Stored records:
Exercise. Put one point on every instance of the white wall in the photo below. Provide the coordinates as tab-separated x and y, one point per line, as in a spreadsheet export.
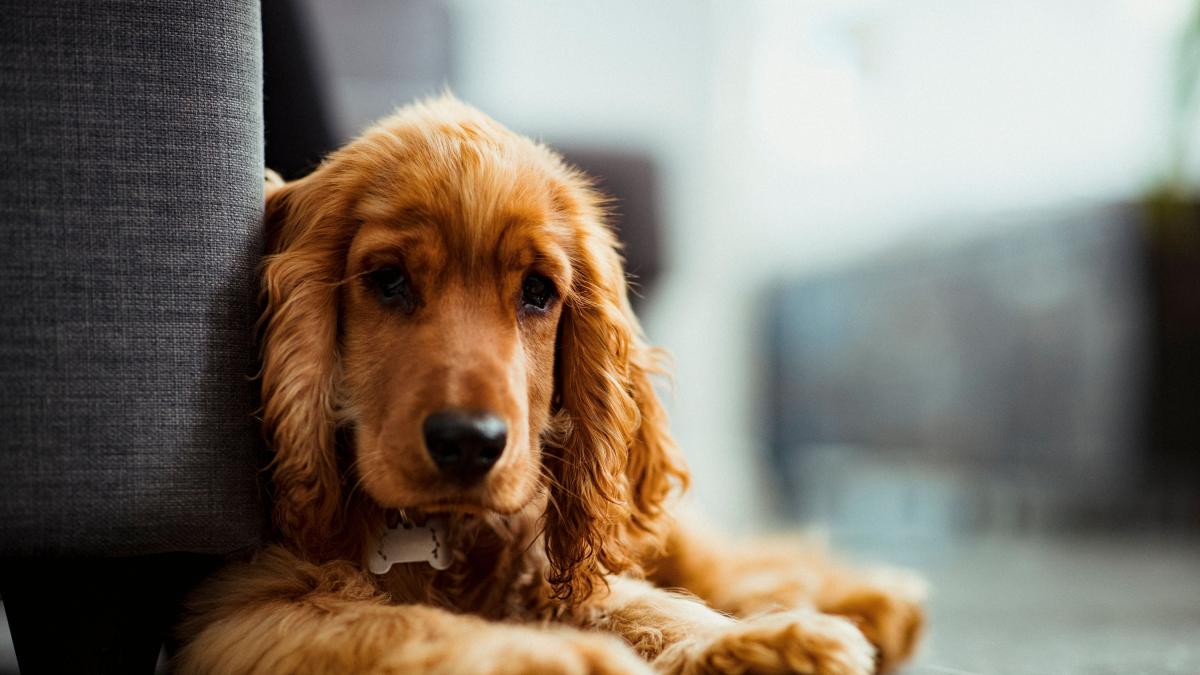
796	135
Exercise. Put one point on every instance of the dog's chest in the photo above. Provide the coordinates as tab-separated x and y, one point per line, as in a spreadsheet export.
496	574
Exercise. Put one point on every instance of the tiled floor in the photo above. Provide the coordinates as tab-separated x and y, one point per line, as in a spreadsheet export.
1043	607
1095	607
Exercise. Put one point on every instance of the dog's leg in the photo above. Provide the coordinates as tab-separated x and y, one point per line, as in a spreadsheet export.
682	635
751	578
282	615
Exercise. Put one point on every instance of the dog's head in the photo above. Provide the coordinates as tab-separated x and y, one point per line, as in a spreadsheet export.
448	293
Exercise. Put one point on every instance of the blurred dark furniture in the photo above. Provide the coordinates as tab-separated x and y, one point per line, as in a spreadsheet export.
1032	377
130	199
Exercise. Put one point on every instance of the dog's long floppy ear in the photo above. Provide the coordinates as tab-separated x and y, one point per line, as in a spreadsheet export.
299	345
615	464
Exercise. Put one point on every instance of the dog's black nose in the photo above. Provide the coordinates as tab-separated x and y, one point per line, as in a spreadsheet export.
465	444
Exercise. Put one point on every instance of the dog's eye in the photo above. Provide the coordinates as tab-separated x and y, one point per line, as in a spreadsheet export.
537	292
394	287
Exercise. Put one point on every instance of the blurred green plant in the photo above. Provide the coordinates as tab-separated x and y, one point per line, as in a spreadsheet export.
1171	203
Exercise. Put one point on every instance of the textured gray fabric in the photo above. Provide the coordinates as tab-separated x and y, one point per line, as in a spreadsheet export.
130	198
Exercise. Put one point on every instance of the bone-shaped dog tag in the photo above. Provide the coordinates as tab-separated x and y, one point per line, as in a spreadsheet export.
412	543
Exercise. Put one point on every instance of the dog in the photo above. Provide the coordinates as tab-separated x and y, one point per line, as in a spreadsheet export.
451	366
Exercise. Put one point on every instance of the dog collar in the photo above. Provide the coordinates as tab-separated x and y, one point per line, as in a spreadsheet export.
411	543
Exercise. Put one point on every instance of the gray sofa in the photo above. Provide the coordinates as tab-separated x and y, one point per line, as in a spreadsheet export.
130	196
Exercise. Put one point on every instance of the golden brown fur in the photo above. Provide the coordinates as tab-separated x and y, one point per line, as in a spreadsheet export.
552	545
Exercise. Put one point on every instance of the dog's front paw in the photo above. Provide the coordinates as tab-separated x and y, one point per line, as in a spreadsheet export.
886	604
568	652
791	641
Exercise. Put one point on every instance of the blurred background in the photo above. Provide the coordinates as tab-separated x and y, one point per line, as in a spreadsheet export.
925	267
929	270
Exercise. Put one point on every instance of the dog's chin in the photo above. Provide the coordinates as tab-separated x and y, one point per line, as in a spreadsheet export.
469	502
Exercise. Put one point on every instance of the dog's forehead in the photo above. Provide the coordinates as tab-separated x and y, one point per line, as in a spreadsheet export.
475	193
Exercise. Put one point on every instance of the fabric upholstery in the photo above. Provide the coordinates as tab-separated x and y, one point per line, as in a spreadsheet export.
130	199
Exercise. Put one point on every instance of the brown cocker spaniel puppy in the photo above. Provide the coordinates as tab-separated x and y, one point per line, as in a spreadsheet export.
448	347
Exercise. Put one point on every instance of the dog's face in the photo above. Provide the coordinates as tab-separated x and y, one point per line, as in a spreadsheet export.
449	321
447	292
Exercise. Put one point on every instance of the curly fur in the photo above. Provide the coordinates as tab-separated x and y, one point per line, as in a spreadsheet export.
550	549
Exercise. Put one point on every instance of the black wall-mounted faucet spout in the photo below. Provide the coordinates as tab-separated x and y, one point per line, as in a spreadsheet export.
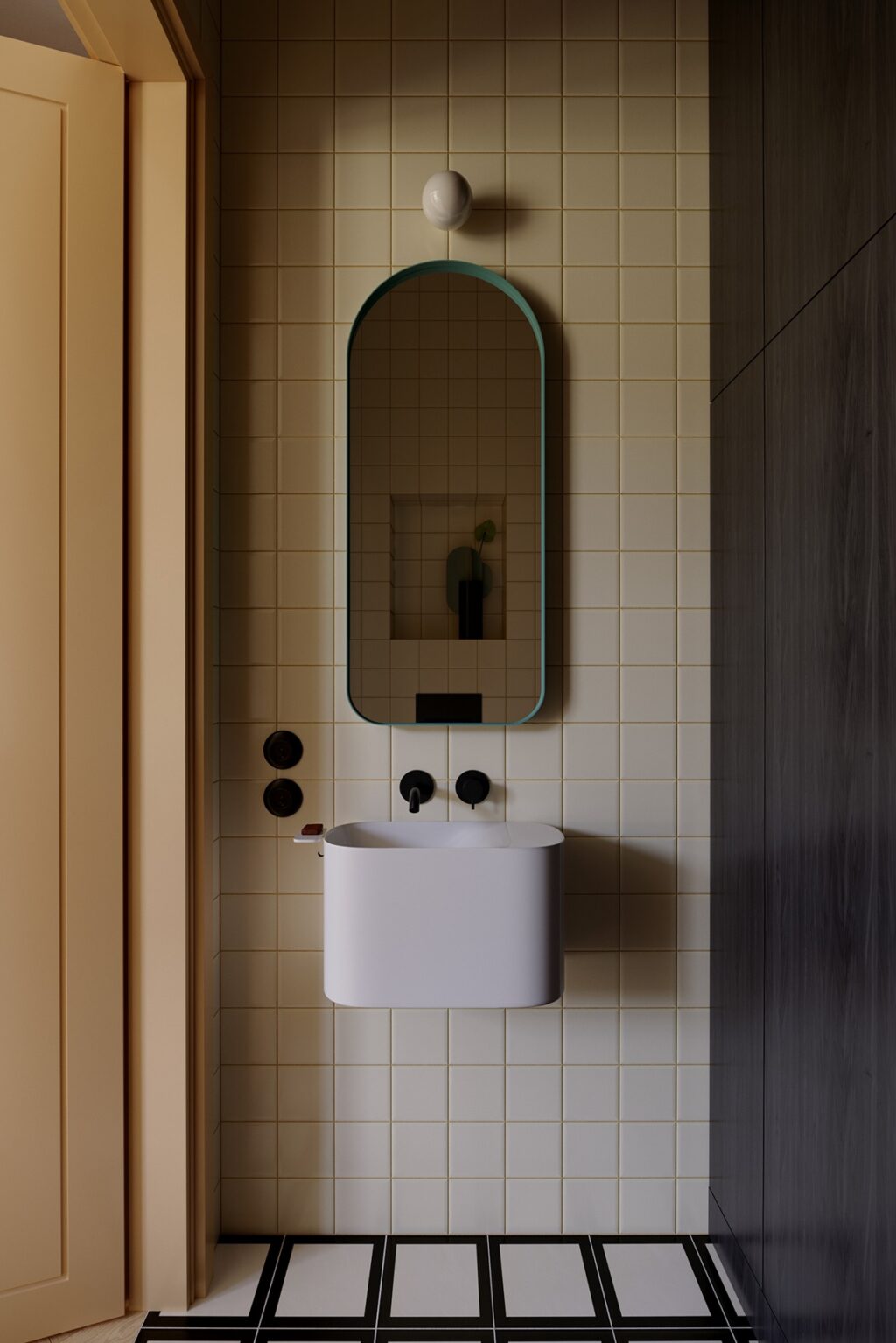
416	787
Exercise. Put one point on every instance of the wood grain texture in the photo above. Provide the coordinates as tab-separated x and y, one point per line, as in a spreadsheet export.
738	802
735	187
830	127
830	810
124	1330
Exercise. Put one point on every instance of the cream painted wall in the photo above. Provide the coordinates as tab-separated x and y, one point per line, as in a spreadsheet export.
584	130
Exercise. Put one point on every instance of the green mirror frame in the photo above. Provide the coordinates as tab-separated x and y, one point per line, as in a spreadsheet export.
489	276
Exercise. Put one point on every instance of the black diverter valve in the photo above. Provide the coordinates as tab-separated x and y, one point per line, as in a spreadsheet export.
283	797
472	787
283	750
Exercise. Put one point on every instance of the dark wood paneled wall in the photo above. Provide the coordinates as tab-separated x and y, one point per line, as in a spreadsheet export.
803	477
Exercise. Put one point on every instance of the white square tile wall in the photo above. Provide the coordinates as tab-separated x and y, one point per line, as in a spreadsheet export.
582	128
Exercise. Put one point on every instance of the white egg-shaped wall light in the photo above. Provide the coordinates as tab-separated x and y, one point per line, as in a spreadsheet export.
448	200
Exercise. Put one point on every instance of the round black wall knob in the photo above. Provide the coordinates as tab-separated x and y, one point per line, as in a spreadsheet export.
472	787
283	750
283	797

Requirements: Quote the records in their entirety, keeping the wording exact and excluding pictures.

The completed task:
Exercise. Put one point on every instance of the white wall in the photo below. Provide the coordinates as tab-separated x and y, one point per line, as in a spreadsheet export.
796	135
Exercise. Put one point on every instance of the dog's chest in the photo above. Provide the coordinates as tab-separated x and y, one point per line, as in a spreadsheet export.
496	574
Exercise. Put one point on every instance of the tiled floor in the photo above. Provide the coordinates as tab-separated x and y, one point per line, as in a spreadsheet export.
1043	607
1095	607
Exercise. Put one point on every instance of the dog's leg in the photo above. Provide the coordinates as tab-separated x and y, one point per line, as in a spreadsheet export.
682	635
751	578
282	615
Exercise. Put one point on every instance of the dog's head in the photo above. Provide the coordinates as tab-separated x and y, one point per line, as in a spreadsheet export.
448	293
Exercise. Put one point on every instance of the blurred dark furniture in the photo above. Provide the coordinates as tab-separated x and y, one point per line, as in a spreadsheet export.
1032	377
130	199
Exercise. Put one point on every instance of the dog's long floppy ear in the photo above. Provide the coordinates as tab-separated x and y, one point per line, as in a spreadsheet export.
299	345
615	464
Exercise. Put one point on every instance of the dog's black nose in the photo above. Provide the coordinates as tab-separated x and y, one point per line, as in a spreadsheet export.
465	444
Exercise. Put one point on every instance of the dog's eye in the photo above. Provide the coordinates as tab-separated x and y, one point per line, as in a spreadsheet export.
537	292
394	287
Exercise. Put one point on every instance of the blurred green plant in the photo above. Provide the coordinates as tab-separated x and y, one point per line, as in a spreadsheet export.
1171	203
Exercise. Put one point on every instance of the textured gray fabric in the photo above. Provide the coordinates as tab-separated x and y, one point per line, as in a spreadsheet export.
130	198
Exercise. Put one point on every instance of the bone-shaped dog tag in the photo above. Provide the coordinates as tab-separated x and y, one point per line, as in a spreadsheet export.
412	543
Exercise. Put one point on every instance of the dog in the photo above. Provide the coordinates as tab-separated x and y, one point per line, as in a spreadsheet export.
451	366
Exercise. Put one point on every instance of the dog collar in the photo above. Provide the coordinates as tab-separated x and y, one point per line, as in a spreadsheet export.
411	543
Exercise. Put one point on every instance of the gray sofa in the photo above. Provide the coordinates as tab-separated x and y, one point per line, as in a spreadsheet export.
130	196
Exercise. Put one point on every instance of the golden brown fur in the photo above. Provide the coordinates as tab-separated x and y, one point per line, as in a spreadsheet export.
552	545
Exercise. Put one point on every instance of the dog's front paw in the photo above. Provide the coordinates as tab-separated x and y, one point per line, as in a spreadsheet export.
886	604
568	652
791	641
Exercise. Put one point on every instance of the blurred background in the photo above. Provide the coordinates as tab-separated x and y, one point per line, as in a spreadsheet export.
925	267
929	270
Exercise. Put one point on every instance of the dog's chin in the photo above. Provide the coordinates as tab-separated x and y, one point per line, as in a spreadsheet export.
469	502
Exercise. Put one point on every instance of the dog's forehead in the photo above. Provide the coordinates as tab-separated x and y, one point per line, as in a spreadsheet export.
475	193
Exercise. Put one point on every instance of the fabric upholstery in the photo above. Provide the coordinates as tab-separated x and y, one point per line, as in a spreadsheet export.
130	199
Exercise. Put one point on every instance of the brown cocker spaniel puppy in the photo above. Provide the coordinates as tab-separated x and y, one point per line, as in a spreadsheet export.
448	347
Exercise. Put one point on every instance of the dog's face in the photo above. Provide the coordinates as tab-separated x and y, one point per line, as in a spreadsheet export.
449	321
447	292
Exercise. Put one point on every instance of the curly fur in the photo above. Provide the coordinates as tab-separated x and y, one point per line, as in a spreadsheet export.
550	549
Exercise. Put one point on every instance of the black wall-mounted faucet spout in the photo below. Provide the coordinates as tab-separated x and y, one point per line, as in a spreadsheet export.
416	787
Exercise. Put one point on every instance of the wood grain texture in the photo above. Provide the coordinates as tab-separated x and y, one point per line, as in a spreadsheet export.
738	802
735	187
830	127
830	810
124	1330
Exercise. Put one point on every instance of the cream painted wall in the photo above. Provide the coordinates as tab-separated x and y, one point per line, as in a spreadsheet export.
584	130
Exercise. Put one point on every instance of the green mirror frame in the photo above. Provide the coordinates as tab-separated x and y, one point per line, as in a spreadsheet export.
489	276
Exercise. Put one point on every instance of the black diverter valve in the photo above. Provide the coordinates as tab-separated x and y, one point per line, as in a spreadsheet export.
283	797
472	787
283	750
Exercise. Put one point on every instance of the dark wood paneled wall in the photo above. Provide the coordinates as tab-separated x and y, one point per line, as in a spreadsheet export.
803	477
Exercise. Put one point on every instance of the white square tile wall in the photo above. Provide the coordinates as tab-separated x and y, one point per line, as in a spreadsheet export.
582	128
Exercise. Put one point on every instance of the white egg-shaped wall light in the photo above. Provide the coordinates as tab-separated x and y, one point per line, as in a spreadsheet export.
448	200
Exercise. Put one point on every instance of the round black wall knob in the photo above. Provide the coordinates as tab-separated x and y, one point per line, as in a spreadsheet export.
472	787
283	750
283	797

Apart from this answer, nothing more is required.